╭─ Estratto del documento

TAR Campania (SA), Sez. II, n. 1536, del 15 luglio 2013
Urbanistica.Scala esterna ed eliminazione barriera architettonica

La realizzazione di una scala all’esterno del fabbricato in violazione delle distanze minime dal confine non rientra tra le opere funzionali all'eliminazione delle barriere architettoniche, essendo quest’ultime solo quelle tecnicamente necessarie a garantire l'accessibilità, l'adattabilità e la visitabilità degli edifici privati e non già le opere dirette alla migliore fruibilità dell'edificio e alla maggior comodità dei residenti.  (Segnalazione e massima a cura di F. Albanese)

N. 01536/2013 REG.PROV.COLL.

N. 03265/2003 REG.RIC.

REPUBBLICA ITALIANA

IN NOME DEL POPOLO ITALIANO

Il Tribunale Amministrativo Regionale della Campania

sezione staccata di Salerno (Sezione Seconda)

ha pronunciato la presente

SENTENZA

sul ricorso numero di registro generale 3265 del 2003, proposto dal sig. Guanci Carmine, rappresentato e difeso dall'avv. Antonio Sorice, con domicilio eletto in Salerno, Via S. Leonardo 120 presso lo studio dell’avv. Tommaso Amabile;

contro

Comune di Atripalda, n.c.;

nei confronti di

Sig. Cucciniello Paolo, rappresentato e difeso dagli avv.ti Walter Colantuoni e Vittoria Titomanlio, con domicilio eletto presso lo studio dell’avv. Walter Colantuoni in Salerno, c.so Garibaldi n. 195;

per l'annullamento,

della concessione edilizia n. 1821 del 30/6/2003 rilasciata in favore del sig, Cucciniello, con la quale sono stati autorizzati ampliamenti del fabbricato per esigenze igienico funzionali;



Visti il ricorso e i relativi allegati;

Visto l'atto di costituzione in giudizio del sig. Cucciniello Paolo;

Viste le memorie difensive;

Visti tutti gli atti della causa;

Relatore nell'udienza pubblica del giorno 13 giugno 2013 la dott.ssa Anna Maria Verlengia e uditi per le parti i difensori come specificato nel verbale;

Ritenuto e considerato in fatto e diritto quanto segue.



FATTO

Con ricorso, notificato al comune di Atripalda ed al controinteressato Cucciniello Paolo il 13 novembre 2003, il sig. Guanci Carmine, proprietario del fondo confinante con quello del sig. Cucciniello, impugna la concessione edilizia rilasciata a quest’ultimo con la quale venivano autorizzati i seguenti lavori di ampliamento del fabbricato, in asserito adeguamento alla normativa per l’abbattimento delle barriere architettoniche:

1) abbattimento della scala interna di comunicazione tra il piano terra ed il primo piano e realizzazione di una scala esterna di maggiori dimensioni per consentire l’installazione di un servo scala;

2) realizzazione di un parcheggio coperto;

3) ampliamento del primo piano per la realizzazione di un bagno a servizio dei vani ivi presenti.

╰─
╭─ Sezione dei dati

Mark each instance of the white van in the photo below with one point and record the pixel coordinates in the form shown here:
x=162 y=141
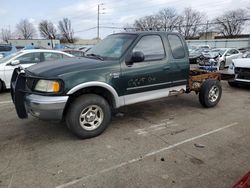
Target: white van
x=25 y=59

╰─

[Consegna dell'esercizio] Indichi se ciascuna affermazione concorda con la sentenza, rispondendo sì o no e citando fra virgolette le parole decisive della sentenza: (a) il ricorrente è proprietario del fondo confinante con quello del sig. Cucciniello; (b) fra i lavori autorizzati figura la realizzazione di un parcheggio scoperto; (c) l'udienza pubblica si è tenuta il 15 luglio 2013.

[Risposta all'esercizio]
(a) Sì: "il sig. Guanci Carmine, proprietario del fondo confinante con quello del sig. Cucciniello".
(b) No: "realizzazione di un parcheggio coperto".
(c) No: "Relatore nell'udienza pubblica del giorno 13 giugno 2013".